== Набор заданий ==
1. Пожалуйста, ответьте по статье о постановке «Маленьких трагедий» на три вопроса:
(a) Как называется театр, которым руководит Вадим Гогольков?
(b) Под каким названием в афише театра идет фантазия на тему «Пиковой дамы»?
(c) В каком году режиссер второй раз обратился к «Маленьким трагедиям»?
2. Продолжите статью о постановке «Маленьких трагедий», начав сразу после ее последнего предложения.

== Текст страницы ==
ХАБАРОВСК. На пир к Пушкину

Выпуск №1-241/2021, В России

ХАБАРОВСК. На пир к Пушкину

Приступая к постановке пушкинских «Маленьких трагедий», режиссер и художественный руководитель Хабаровского камерного театра «Триада», заслуженный артист России Вадим Гогольков не мог предположить, что чума XXI века под названием коронавирус раскинет над миром свои сети, отрезав путь к общению, исполнению желаний, надеждам, планам. Но удивительное дело. Спектакль, вобрав в себя опыт, переживаемый человечеством: раздумья, страхи, растерянность, - слившись с текстом Пушкина, явил удивительно слаженное гармоничное зрелище, очень яркое и театральное. При этом никаких «современных прочтений классики», никаких «новаций», все традиционно, по Пушкину.

Замечу, что постановка «Маленьких трагедий» не первая встреча Гоголькова с творчеством Пушкина. В репертуарной афише «Триады» и «Евгений Онегин» («Раут»), и фантазия на тему «Пиковой дамы» («Страсть»), которая почти 20 лет не сходит со сцены. Да и «Маленькие трагедии» не единожды ставились режиссером.

В. Гогольков: «Первая постановка «Маленьких трагедий» была предпринята мною задолго до сегодняшнего спектакля, с неопытными еще артистами самодеятельного театра пантомимы. Тогда мне казалось, что чем сложнее я поставлю перед исполнителями задачи, тем реальнее мы приблизимся к статусу профессионального театра. Но тогда к выполнению таких задач мы не были готовы. Второй раз обратился к «трагедиям» в 1999 году, когда мы обрели свое помещение и статус муниципального театра, это был совсем другой спектакль, но и тогда нам не удалось разгадать того главного, что было заложено в пьесе. А именно - ее простоты, той гениальной пушкинской простоты, которая есть суть мудрости.

Строки набора данных:

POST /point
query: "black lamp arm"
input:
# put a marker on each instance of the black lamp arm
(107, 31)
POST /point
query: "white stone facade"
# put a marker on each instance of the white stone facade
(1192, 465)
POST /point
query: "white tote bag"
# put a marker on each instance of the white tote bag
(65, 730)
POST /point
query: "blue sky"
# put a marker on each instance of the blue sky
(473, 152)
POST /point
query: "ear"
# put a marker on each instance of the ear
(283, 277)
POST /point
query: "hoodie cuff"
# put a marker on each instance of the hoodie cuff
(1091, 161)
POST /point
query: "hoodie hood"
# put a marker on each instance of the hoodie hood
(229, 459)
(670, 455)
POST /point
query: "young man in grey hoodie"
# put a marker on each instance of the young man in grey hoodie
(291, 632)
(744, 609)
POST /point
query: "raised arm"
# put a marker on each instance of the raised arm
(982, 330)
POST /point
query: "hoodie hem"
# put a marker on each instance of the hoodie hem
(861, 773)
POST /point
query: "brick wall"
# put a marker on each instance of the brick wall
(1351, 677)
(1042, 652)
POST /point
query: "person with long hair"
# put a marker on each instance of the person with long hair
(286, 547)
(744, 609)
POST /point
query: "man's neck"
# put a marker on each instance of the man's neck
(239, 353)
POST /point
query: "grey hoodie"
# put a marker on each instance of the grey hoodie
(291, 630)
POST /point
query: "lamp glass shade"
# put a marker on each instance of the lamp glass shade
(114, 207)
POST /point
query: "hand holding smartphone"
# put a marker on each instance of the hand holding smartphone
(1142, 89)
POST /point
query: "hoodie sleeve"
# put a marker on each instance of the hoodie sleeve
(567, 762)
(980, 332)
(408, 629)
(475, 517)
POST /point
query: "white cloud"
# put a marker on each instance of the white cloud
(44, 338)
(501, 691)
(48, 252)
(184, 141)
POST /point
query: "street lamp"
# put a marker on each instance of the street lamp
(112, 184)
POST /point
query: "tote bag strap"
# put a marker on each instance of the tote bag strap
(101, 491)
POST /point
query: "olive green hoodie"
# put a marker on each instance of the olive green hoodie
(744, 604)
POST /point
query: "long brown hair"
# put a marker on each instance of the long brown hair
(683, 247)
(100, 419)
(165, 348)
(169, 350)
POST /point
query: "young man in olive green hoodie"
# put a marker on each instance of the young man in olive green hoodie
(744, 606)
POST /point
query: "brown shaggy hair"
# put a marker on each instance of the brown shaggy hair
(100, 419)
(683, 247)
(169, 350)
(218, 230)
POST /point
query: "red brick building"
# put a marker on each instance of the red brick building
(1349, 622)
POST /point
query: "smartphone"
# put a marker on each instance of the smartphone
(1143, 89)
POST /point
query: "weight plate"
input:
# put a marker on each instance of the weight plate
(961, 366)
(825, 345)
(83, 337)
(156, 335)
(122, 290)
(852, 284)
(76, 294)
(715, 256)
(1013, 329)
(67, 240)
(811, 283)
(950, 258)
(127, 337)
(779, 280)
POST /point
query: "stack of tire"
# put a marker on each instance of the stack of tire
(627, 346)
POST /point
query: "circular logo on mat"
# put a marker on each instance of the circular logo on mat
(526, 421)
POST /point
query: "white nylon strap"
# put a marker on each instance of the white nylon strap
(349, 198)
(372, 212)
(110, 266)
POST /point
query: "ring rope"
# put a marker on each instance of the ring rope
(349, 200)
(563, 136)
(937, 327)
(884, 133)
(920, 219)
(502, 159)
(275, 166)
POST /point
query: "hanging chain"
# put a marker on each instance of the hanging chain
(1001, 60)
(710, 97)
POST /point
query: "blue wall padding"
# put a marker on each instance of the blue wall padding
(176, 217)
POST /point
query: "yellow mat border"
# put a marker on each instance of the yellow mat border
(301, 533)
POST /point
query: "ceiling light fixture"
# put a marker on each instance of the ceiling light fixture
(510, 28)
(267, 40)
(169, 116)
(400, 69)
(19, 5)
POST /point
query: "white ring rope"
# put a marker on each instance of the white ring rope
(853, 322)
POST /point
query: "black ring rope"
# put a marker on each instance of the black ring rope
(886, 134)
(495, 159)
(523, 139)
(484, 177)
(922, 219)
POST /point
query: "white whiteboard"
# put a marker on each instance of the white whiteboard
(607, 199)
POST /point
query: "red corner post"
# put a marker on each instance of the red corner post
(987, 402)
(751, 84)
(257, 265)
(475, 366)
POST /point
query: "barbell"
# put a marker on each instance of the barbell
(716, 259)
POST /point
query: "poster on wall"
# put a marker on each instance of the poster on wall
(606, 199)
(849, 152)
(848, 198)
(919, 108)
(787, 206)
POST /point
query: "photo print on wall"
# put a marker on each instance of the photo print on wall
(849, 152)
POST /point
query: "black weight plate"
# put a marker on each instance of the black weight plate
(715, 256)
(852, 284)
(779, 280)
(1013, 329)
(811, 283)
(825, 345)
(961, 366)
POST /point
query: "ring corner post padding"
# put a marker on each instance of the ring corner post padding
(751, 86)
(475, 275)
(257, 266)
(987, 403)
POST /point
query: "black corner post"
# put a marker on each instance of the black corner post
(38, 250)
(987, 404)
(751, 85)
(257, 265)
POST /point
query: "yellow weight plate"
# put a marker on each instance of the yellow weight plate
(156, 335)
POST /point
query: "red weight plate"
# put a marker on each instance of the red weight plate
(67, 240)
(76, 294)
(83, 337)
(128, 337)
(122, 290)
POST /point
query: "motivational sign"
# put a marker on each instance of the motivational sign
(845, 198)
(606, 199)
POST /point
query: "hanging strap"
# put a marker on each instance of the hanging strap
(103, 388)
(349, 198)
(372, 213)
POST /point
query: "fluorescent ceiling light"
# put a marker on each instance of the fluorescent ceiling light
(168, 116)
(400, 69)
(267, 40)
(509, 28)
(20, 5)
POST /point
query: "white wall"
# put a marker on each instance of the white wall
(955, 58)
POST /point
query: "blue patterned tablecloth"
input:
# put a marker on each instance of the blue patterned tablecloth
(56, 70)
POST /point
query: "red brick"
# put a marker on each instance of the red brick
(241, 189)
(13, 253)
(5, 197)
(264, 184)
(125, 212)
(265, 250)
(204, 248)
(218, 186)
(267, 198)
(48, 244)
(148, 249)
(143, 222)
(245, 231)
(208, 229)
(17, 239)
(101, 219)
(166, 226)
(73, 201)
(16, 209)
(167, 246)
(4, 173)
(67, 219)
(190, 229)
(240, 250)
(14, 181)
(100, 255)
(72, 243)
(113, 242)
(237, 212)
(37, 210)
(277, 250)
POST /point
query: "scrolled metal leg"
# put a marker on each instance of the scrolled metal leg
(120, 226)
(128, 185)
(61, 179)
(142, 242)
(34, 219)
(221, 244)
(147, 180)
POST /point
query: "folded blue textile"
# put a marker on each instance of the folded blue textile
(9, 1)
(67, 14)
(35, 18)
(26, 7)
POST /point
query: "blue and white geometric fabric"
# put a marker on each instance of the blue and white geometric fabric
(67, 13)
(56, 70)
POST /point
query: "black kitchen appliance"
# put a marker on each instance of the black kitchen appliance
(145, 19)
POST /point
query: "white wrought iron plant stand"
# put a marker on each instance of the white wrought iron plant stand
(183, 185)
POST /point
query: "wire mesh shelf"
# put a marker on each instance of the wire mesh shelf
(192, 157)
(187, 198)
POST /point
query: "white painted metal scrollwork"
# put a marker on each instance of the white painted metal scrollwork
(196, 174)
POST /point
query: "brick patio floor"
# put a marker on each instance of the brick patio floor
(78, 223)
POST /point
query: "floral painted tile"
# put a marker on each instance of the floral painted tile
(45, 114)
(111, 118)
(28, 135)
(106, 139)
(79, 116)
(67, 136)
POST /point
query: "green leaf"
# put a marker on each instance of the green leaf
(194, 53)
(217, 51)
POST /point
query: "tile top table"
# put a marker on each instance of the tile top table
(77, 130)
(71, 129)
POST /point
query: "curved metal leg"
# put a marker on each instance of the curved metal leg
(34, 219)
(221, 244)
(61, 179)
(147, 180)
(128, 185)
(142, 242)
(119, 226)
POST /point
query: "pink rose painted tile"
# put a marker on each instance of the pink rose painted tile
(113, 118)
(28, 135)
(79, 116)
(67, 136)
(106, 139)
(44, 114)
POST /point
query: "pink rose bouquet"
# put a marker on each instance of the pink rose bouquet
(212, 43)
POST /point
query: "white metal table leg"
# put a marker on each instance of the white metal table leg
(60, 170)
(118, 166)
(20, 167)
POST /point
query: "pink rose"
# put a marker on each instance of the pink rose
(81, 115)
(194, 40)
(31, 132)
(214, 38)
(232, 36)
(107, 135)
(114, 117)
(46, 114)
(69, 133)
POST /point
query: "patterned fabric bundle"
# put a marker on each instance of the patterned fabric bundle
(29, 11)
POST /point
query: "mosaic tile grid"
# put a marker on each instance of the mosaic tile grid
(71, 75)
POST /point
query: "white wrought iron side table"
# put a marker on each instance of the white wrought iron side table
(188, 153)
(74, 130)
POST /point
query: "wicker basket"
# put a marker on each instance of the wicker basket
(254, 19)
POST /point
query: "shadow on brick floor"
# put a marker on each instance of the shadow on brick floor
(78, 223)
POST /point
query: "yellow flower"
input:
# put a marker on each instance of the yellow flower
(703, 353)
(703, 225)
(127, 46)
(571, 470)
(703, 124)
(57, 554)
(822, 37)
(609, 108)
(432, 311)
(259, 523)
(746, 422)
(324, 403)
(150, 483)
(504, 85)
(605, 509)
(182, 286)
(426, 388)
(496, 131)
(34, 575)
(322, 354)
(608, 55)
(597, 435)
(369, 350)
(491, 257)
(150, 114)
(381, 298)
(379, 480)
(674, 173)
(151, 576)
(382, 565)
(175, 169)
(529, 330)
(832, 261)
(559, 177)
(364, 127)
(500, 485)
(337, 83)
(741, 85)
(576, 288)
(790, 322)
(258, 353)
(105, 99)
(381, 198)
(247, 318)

== Ответы к заданиям ==
1.
(a) Хабаровский камерный театр «Триада».
(b) «Страсть».
(c) В 1999 году.

2.
Наверное, стремление глубже проникнуть в поэтический текст, а также предыдущий опыт постановок помогли режиссеру создать на сцене ту удивительную атмосферу погруженности в предлагаемые обстоятельства, когда текст, музыка, хореография, костюмы, сценография слитны и неразделимы. Когда одно вытекает из другого, и стихи звучат, говоря словами одной из пушкинских героинь, «как будто их рождала не память рабская, но сердце». При этом никакой «иконы», на сцене Пушкин живой, простой, наш, при всем глубочайшем к нему уважении. Пришли легкость и простота, а с ними свобода, и персонажи приблизились к нам сегодняшним.

В. Гогольков: «Считается, что «Маленькие трагедии» - пьесы для чтения. Они написаны и ставятся как четыре самостоятельных и не связанных друг с другом сюжета. Но мне показалось интересным включить «Моцарта и Сальери», «Скупого рыцаря», «Каменного гостя» в сцены «Пира во время чумы», чтобы в спектакле ощущались не только разгул и веселье, но и атмосфера нависшей над всеми гибели. Примеряя на себя различные маски и личины, персонажи по ходу действия разыгрывают каждый свой спектакль, вынося на суд зрителей историю, взятую из собственной жизни. Такое своеобразное исследование на тему, что чувствуют люди в преддверии возможной гибели. Объединить отдельные сюжеты в единое целое, превратить массовку в ансамбль, призван персонаж от театра - Шут, которого придумала и сыграла актриса и хореограф театра Юлия Новикова».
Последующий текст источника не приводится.